#### INSTRUCTIONS TO FOLLOW
Write down each entry precisely as given.

[Referring expression pointing data]
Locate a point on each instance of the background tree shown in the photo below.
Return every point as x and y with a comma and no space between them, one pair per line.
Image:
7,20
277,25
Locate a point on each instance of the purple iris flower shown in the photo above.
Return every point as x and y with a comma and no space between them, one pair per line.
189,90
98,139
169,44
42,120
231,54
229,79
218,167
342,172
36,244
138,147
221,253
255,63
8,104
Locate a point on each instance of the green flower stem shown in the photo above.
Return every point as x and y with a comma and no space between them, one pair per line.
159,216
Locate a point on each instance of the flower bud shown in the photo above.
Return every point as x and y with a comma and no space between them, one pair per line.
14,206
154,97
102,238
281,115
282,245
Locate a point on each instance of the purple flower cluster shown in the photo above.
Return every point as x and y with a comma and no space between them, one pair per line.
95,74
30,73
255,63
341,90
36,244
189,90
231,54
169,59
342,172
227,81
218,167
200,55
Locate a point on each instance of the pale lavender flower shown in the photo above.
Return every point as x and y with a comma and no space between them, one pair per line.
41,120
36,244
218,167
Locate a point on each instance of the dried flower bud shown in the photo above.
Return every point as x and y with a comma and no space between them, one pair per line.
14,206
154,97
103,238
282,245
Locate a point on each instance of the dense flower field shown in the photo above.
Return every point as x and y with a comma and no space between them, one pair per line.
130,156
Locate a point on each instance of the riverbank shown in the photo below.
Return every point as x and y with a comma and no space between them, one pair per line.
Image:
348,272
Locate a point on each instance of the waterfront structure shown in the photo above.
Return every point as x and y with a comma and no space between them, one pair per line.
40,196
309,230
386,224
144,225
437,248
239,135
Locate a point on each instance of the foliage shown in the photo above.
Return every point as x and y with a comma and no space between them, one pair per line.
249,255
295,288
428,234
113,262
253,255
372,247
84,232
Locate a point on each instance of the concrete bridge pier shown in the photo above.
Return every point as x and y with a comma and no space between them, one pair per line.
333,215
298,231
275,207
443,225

#### RESULT BELOW
Locate a point on each instance of the background tree shown in the photo below.
Return every point as x and y with a comma and no space between them, one pair per line.
Image:
7,20
277,25
Locate a point on each instance of the purple iris flower shown in the photo above.
Return every point as x and y with a comma and no space between them, one pair per line.
189,90
98,139
169,44
42,120
231,54
229,79
218,167
342,172
36,244
138,147
221,253
255,63
8,104
Locate a point on each instance of the green flower stem shown in the photo above.
Return every point as x and y with a comma and no space between them, one pair per line.
159,216
Locate a point on each instance of the flower bud shown in the photo above.
Return every point as x and y with a comma and no space between them, one pair per line.
14,206
154,97
102,238
281,115
282,245
Locate a point on each instance of the purple flower cluster shown in the photo above.
Return every point as x and y with a comma and no space between them, one pair per line.
95,74
30,73
255,63
341,90
36,244
189,90
231,54
169,59
342,172
227,81
218,167
200,55
Locate a point on each instance of the pale lavender flower shown in the photo above.
Return every point as x and y with a comma and no space between them, one pair per line.
41,120
36,244
218,167
Locate a point on each instance of the dried flower bud shown in the photo above.
Return every point as x and y with a comma and no space between them, one pair per line.
14,206
154,97
103,238
282,245
Locate a point on each instance of the dense flower field shown in the photo above.
Return every point as x and y with a comma and no space between them, one pair per line.
130,156
Locate a point on each instance of the riverbank shown in the photo below.
Return every point as x and y with a comma and no space between them, one pair per line.
Image:
348,272
Locate a point on each instance of the waterfront structure shown in the photo above.
Return every point as x and y with a comma and no space between them, one pair per line.
40,196
309,230
386,224
144,225
437,248
239,135
Locate a point on each instance of the foliage shown in the photo above.
Return every point as x and y with a comma and no space between them, one pair per line.
249,255
295,288
428,234
113,262
253,255
372,247
84,232
Locate a point on each instance of the concrete bridge pier shown in the photo above.
Return every point as x and y with a comma and no space between them, one pair per line.
333,215
298,231
275,207
443,225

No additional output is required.